⟨
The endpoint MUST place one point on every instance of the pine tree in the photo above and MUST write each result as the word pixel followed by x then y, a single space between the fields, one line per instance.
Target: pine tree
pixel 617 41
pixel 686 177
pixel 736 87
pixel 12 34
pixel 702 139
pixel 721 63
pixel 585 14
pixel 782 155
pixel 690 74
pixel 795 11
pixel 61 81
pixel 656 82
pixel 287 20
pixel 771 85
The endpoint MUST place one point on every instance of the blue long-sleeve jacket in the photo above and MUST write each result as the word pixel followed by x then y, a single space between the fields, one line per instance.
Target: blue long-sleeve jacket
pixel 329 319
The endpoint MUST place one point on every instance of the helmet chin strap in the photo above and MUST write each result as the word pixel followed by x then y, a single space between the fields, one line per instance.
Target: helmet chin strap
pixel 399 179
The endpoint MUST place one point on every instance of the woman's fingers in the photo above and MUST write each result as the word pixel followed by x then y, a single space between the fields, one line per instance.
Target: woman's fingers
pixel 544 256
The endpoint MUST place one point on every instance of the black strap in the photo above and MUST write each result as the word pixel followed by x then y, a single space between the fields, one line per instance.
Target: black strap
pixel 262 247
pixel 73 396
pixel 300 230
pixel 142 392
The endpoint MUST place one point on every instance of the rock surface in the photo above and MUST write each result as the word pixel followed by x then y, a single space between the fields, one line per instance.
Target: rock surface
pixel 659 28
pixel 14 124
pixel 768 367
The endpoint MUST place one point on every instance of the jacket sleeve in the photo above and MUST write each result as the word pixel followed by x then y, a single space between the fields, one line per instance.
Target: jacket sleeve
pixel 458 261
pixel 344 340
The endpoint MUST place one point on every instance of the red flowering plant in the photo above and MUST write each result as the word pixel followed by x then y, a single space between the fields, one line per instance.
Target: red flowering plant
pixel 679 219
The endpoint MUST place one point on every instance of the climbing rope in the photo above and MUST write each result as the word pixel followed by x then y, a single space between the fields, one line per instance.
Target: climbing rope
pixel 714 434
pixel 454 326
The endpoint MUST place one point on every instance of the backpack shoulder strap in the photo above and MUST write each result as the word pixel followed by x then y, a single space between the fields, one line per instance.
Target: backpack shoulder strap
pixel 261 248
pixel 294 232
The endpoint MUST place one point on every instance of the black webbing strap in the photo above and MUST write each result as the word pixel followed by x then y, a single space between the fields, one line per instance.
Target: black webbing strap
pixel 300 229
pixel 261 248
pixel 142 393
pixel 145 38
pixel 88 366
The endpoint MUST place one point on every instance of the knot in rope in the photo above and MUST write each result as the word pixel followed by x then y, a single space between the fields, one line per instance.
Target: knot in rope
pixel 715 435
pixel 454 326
⟩
⟨
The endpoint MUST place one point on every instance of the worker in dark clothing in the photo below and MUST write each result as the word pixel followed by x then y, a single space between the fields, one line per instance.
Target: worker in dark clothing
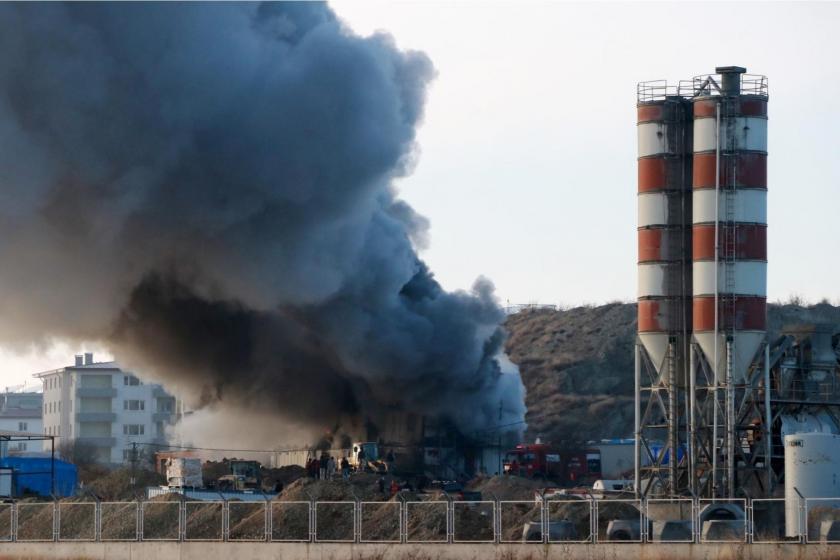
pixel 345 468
⟩
⟨
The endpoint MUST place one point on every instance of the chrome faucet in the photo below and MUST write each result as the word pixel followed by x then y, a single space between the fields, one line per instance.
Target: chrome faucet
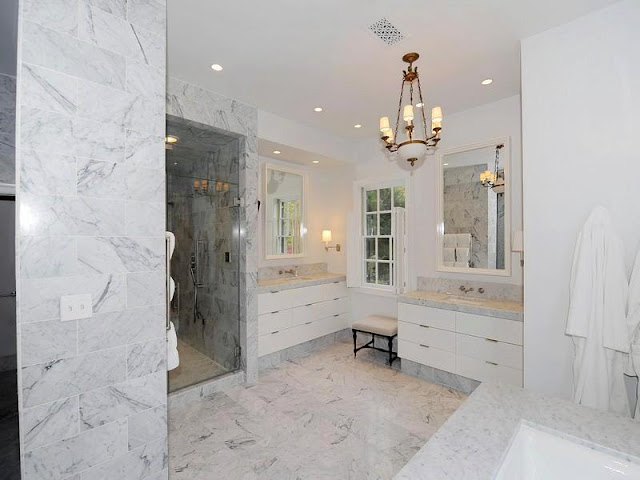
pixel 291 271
⟩
■ **TASK STATEMENT**: Search the material for the word "below" and copy each line where it occurs.

■ **REPLY TO THE EXERCISE**:
The endpoint MUST place one point on every instance of the worker in dark clothing in the photo below and MUST write each result as the word pixel followed by x then y, a single space between the fields, one line per instance.
The endpoint MUST place one point on every instance of the chrome faucet in the photo below and MUST write each result as the word pixel followed by x then y, a single space between the fields, one line per instance.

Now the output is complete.